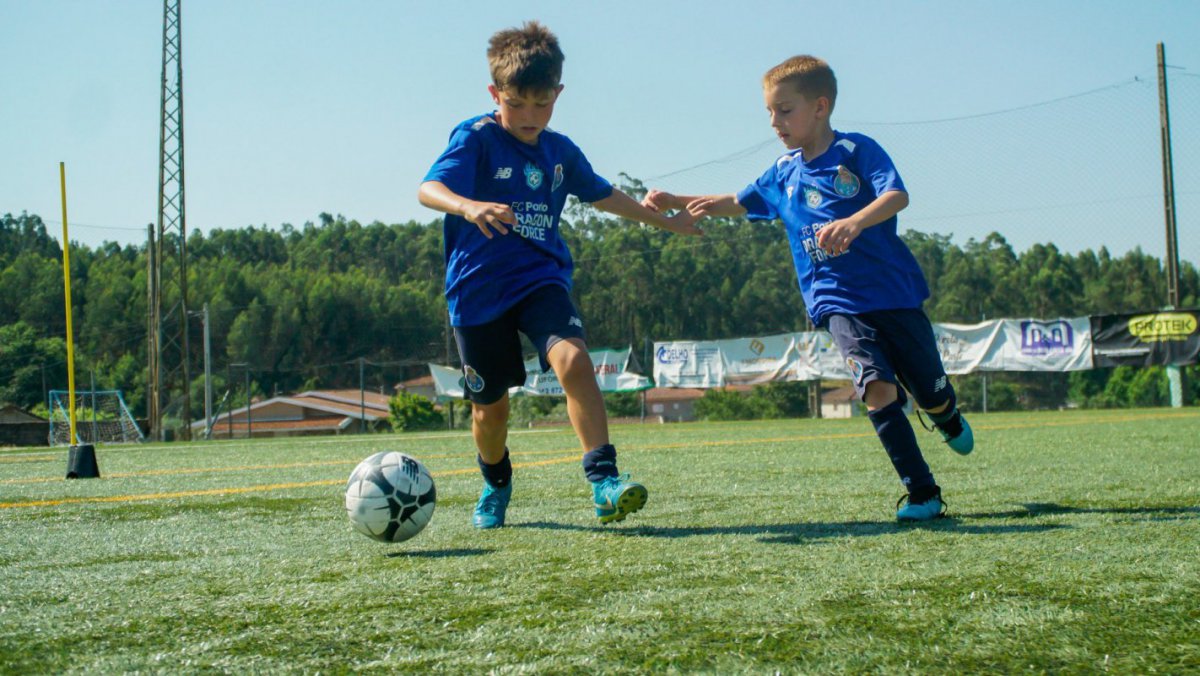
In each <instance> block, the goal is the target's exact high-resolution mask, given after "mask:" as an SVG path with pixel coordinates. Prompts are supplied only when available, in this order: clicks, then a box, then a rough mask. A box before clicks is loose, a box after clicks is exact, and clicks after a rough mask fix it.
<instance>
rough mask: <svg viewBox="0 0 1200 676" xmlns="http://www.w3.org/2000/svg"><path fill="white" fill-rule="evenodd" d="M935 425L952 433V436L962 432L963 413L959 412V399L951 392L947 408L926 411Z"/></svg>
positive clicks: (958, 433) (961, 432)
mask: <svg viewBox="0 0 1200 676" xmlns="http://www.w3.org/2000/svg"><path fill="white" fill-rule="evenodd" d="M925 413H926V414H928V415H929V419H930V420H932V421H934V424H935V425H937V426H938V427H941V429H942V430H944V431H946V433H948V435H950V438H953V437H956V436H959V435H961V433H962V415H961V414H960V413H959V408H958V399H956V397H955V396H954V395H953V394H950V399H949V400H948V401H947V406H946V408H944V409H943V411H942V412H941V413H932V412H930V411H926V412H925Z"/></svg>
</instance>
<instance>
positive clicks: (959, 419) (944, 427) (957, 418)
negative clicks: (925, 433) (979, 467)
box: [917, 408, 974, 455]
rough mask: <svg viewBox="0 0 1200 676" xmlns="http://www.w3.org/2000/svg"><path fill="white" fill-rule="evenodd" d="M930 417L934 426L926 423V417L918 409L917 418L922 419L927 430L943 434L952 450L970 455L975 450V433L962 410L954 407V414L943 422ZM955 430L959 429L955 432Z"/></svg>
mask: <svg viewBox="0 0 1200 676" xmlns="http://www.w3.org/2000/svg"><path fill="white" fill-rule="evenodd" d="M925 415H929V417H930V423H932V424H934V426H932V427H930V426H929V424H926V423H925V417H924V415H922V413H920V411H917V419H918V420H920V426H923V427H925V429H926V430H930V429H932V430H937V433H940V435H942V441H944V442H946V445H948V447H950V450H953V451H954V453H958V454H959V455H970V454H971V451H972V450H974V435H973V433H972V432H971V425H968V424H967V419H966V418H964V417H962V412H960V411H959V409H956V408H955V409H954V414H953V415H950V417H949V418H948V419H947V420H946V421H943V423H936V421H934V420H932V415H930V414H928V413H926V414H925ZM953 430H958V432H956V433H955V432H954V431H953Z"/></svg>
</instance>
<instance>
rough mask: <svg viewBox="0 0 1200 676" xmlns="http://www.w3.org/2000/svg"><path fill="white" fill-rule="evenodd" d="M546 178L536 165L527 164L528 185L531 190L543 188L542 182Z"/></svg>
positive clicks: (527, 183)
mask: <svg viewBox="0 0 1200 676" xmlns="http://www.w3.org/2000/svg"><path fill="white" fill-rule="evenodd" d="M545 178H546V177H545V175H544V174H542V173H541V169H539V168H538V166H536V164H534V163H533V162H527V163H526V185H527V186H529V189H530V190H538V189H539V187H541V181H542V179H545Z"/></svg>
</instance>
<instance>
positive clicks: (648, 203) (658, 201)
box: [642, 189, 682, 214]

-------

### Assigned task
Return, exactly as they stand, the lines from the opening line of the listing through the line with "425L952 433V436L962 432L963", both ends counted, and no pictures.

### Solution to this task
In each <instance> block, the goal is the target's exact high-resolution mask, given after "mask:" as an SVG path with pixel coordinates. Prompts are supplied only when available, in this order: clicks, then a box, then a rough mask. A box before clicks is loose, a box after clicks is exact, and clicks after a rough mask fix it.
<instance>
rough mask: <svg viewBox="0 0 1200 676" xmlns="http://www.w3.org/2000/svg"><path fill="white" fill-rule="evenodd" d="M935 425L952 433V436L962 432L963 413L959 412V399L951 392L947 408L926 411Z"/></svg>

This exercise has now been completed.